(Directions)
Repeat the records below line by line, exactly, finishing on the line that contains "negative clicks: (921, 642) (904, 589)".

[Extracted records]
————————
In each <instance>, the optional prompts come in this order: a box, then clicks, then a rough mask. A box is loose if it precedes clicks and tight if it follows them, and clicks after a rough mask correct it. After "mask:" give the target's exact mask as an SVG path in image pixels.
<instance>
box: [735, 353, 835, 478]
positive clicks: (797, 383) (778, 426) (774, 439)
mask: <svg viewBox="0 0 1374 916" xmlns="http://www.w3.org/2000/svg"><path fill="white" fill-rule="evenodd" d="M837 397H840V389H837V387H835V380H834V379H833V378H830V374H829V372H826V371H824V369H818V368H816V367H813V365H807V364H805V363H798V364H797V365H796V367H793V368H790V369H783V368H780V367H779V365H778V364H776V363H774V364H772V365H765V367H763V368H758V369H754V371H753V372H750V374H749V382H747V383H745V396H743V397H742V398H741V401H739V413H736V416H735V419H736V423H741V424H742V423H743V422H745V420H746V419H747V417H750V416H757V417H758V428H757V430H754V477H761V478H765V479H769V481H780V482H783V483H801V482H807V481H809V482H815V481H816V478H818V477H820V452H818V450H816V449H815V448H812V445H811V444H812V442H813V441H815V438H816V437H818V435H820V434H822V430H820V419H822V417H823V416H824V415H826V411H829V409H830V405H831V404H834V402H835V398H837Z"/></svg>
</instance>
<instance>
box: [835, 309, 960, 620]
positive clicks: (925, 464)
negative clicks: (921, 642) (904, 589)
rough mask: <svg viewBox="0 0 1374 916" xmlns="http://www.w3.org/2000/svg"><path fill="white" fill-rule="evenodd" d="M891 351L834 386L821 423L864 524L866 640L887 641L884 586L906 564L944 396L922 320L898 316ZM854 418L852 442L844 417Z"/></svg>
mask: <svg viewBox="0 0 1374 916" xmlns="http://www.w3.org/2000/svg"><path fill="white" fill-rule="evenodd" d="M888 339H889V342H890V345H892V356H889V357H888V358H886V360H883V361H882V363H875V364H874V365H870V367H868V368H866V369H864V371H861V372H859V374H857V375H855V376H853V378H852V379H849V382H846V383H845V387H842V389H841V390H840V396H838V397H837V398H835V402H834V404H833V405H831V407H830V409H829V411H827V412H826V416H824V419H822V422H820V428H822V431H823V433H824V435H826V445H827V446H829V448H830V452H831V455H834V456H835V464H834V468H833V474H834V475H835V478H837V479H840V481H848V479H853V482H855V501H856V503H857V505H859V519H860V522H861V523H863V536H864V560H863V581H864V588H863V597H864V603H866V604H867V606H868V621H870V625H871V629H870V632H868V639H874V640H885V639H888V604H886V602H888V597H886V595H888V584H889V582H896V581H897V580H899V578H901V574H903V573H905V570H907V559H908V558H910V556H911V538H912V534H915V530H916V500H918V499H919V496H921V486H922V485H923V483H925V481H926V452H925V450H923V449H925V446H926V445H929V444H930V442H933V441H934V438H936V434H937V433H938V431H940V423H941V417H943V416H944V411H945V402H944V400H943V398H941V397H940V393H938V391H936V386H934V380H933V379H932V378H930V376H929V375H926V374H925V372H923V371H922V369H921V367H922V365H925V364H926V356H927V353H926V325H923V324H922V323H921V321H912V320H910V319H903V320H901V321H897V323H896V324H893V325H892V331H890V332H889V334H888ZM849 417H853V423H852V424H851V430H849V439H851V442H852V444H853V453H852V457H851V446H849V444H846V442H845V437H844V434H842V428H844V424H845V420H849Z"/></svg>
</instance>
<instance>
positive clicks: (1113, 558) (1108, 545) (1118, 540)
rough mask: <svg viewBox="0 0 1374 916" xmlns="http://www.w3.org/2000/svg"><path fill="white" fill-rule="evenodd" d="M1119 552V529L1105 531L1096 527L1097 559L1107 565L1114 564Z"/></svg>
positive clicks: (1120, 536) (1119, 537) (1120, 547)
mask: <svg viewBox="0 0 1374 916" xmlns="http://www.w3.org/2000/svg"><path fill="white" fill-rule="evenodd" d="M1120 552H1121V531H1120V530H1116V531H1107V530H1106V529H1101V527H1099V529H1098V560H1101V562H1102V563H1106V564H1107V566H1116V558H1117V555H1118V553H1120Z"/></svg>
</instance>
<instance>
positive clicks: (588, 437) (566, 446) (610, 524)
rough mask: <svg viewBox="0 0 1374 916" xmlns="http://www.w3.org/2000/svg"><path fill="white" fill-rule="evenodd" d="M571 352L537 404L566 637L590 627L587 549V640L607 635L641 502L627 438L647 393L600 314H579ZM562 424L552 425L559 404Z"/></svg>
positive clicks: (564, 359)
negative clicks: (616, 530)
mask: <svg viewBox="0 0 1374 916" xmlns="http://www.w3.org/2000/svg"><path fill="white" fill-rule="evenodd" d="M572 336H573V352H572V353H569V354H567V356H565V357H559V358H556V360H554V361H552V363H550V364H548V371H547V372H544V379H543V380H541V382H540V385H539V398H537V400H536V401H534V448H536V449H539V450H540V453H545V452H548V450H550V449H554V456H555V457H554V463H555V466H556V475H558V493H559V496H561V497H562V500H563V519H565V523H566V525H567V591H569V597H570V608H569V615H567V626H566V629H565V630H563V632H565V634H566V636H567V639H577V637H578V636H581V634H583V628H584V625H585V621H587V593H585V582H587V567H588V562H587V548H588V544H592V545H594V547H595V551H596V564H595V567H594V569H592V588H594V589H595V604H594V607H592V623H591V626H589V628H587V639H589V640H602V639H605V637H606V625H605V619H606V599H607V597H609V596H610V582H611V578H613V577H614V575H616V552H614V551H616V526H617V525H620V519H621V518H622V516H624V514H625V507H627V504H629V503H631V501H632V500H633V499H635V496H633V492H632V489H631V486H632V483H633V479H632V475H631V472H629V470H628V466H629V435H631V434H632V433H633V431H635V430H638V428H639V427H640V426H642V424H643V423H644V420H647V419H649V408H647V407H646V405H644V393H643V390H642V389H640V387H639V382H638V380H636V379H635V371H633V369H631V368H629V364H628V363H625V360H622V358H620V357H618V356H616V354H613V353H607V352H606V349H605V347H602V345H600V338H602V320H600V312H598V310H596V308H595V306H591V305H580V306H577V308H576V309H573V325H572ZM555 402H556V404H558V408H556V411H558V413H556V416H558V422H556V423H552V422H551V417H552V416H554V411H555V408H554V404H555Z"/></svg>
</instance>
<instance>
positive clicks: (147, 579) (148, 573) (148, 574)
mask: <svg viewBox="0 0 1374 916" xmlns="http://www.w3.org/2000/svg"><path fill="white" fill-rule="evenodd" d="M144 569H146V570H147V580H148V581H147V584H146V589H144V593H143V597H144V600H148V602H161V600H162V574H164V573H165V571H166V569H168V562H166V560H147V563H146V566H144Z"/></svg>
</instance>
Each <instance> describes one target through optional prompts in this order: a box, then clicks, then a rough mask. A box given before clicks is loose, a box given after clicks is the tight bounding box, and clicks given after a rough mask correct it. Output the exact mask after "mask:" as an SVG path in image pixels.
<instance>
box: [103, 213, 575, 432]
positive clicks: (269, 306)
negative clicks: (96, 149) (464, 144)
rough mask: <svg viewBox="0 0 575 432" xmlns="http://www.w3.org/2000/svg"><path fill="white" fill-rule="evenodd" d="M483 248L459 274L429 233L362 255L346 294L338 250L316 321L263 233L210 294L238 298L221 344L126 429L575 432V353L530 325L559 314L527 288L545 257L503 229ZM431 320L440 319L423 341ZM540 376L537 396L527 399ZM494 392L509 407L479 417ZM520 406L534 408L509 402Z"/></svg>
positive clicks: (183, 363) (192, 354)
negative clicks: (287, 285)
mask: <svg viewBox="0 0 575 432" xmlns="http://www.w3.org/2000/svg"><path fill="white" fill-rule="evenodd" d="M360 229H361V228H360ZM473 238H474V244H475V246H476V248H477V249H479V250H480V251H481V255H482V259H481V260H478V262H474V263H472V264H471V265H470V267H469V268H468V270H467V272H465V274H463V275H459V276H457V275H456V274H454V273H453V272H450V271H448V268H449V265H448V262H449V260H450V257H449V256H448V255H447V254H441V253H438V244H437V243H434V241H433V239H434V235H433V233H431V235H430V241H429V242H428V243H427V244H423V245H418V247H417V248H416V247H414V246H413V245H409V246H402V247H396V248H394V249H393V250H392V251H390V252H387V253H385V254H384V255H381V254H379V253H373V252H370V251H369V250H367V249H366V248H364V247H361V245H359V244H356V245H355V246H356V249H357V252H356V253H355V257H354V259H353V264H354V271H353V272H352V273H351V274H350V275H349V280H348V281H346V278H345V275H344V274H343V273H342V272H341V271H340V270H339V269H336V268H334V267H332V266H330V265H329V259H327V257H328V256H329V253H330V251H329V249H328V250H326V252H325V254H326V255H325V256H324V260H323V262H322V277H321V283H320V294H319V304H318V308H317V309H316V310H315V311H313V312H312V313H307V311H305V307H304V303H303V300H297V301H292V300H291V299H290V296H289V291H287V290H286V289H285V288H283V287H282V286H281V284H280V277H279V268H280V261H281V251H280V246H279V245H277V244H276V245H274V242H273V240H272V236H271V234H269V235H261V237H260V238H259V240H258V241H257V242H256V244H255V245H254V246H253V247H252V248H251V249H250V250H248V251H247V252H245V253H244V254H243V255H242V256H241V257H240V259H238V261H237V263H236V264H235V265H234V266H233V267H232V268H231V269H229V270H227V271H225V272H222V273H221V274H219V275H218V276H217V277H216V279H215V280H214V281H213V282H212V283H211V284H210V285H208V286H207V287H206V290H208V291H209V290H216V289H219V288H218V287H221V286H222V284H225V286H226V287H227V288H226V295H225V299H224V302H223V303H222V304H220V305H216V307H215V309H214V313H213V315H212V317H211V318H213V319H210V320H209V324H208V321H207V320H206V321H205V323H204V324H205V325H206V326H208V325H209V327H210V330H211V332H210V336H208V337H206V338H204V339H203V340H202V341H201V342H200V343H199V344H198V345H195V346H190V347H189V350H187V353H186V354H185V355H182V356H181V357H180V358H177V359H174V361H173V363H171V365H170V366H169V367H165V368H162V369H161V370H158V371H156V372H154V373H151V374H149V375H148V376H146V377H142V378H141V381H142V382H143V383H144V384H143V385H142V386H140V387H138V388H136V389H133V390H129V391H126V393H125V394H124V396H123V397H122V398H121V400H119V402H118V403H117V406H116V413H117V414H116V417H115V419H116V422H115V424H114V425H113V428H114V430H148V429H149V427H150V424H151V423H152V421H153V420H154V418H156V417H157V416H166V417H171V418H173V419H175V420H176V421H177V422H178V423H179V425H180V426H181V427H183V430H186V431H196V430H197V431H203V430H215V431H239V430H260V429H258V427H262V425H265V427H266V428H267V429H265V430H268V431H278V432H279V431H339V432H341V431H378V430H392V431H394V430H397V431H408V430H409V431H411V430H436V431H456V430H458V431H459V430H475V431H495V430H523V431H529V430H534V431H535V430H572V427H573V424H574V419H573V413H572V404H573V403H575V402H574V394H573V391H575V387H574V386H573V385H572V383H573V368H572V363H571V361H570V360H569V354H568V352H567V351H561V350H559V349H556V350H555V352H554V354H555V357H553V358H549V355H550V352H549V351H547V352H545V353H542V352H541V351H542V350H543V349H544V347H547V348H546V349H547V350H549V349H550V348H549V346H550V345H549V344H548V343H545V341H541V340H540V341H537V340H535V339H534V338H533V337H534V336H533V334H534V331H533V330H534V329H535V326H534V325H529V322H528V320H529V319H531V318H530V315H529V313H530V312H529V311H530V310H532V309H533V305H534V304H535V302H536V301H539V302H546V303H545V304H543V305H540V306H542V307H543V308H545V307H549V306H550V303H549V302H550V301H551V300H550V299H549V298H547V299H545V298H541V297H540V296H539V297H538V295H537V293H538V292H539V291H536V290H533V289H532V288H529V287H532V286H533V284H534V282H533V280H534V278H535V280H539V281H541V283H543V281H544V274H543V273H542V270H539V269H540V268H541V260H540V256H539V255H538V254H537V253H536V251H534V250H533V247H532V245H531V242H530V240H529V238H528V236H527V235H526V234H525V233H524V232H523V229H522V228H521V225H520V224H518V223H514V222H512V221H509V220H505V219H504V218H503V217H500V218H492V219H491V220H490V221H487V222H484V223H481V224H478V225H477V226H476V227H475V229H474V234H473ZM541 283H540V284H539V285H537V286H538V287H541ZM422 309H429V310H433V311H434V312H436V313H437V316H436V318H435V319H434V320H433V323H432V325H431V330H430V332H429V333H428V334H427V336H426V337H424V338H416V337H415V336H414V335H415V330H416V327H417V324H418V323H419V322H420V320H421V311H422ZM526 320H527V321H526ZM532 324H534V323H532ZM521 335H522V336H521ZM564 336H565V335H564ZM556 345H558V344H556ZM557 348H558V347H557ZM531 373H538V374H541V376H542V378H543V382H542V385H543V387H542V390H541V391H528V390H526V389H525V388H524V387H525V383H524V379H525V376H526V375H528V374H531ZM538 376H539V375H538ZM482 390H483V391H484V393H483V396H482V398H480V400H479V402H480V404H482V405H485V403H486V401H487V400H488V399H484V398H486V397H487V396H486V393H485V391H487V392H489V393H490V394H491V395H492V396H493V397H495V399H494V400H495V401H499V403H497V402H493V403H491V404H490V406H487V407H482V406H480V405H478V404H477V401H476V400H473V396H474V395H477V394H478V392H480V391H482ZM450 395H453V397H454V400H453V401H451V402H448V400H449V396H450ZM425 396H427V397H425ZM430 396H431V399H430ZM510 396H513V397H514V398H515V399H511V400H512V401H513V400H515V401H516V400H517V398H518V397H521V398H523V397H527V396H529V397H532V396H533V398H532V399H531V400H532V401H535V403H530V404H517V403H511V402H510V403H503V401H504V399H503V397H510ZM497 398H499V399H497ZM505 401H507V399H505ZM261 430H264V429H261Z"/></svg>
————————
(Result of the task)
In each <instance>, the optional prompts come in this order: a box, then clicks, then a rough mask. A box is loose if it precedes clicks and tight if it follows them, and clicks after a rough mask correct it. After "mask:" give the target's exact mask as an SVG path in image pixels.
<instance>
box: [735, 353, 835, 478]
positive clicks: (797, 383) (778, 426) (774, 439)
mask: <svg viewBox="0 0 1374 916" xmlns="http://www.w3.org/2000/svg"><path fill="white" fill-rule="evenodd" d="M837 397H840V389H837V387H835V380H834V379H833V378H830V374H829V372H826V371H824V369H818V368H816V367H813V365H807V364H805V363H798V364H797V365H796V367H793V368H790V369H783V368H780V367H779V365H778V364H776V363H774V364H772V365H765V367H763V368H758V369H754V371H753V372H750V374H749V382H747V383H745V396H743V397H742V398H741V401H739V413H736V416H735V419H736V423H741V424H742V423H743V422H745V420H746V419H747V417H750V416H757V417H758V428H757V430H754V477H761V478H765V479H769V481H780V482H783V483H801V482H807V481H809V482H815V481H816V478H818V477H820V452H818V450H816V449H815V448H812V445H811V444H812V442H813V441H815V438H816V437H818V435H820V434H822V430H820V419H822V417H823V416H824V415H826V411H829V409H830V405H831V404H834V402H835V398H837Z"/></svg>
</instance>
<instance>
box: [835, 309, 960, 620]
positive clicks: (925, 464)
negative clicks: (921, 642) (904, 589)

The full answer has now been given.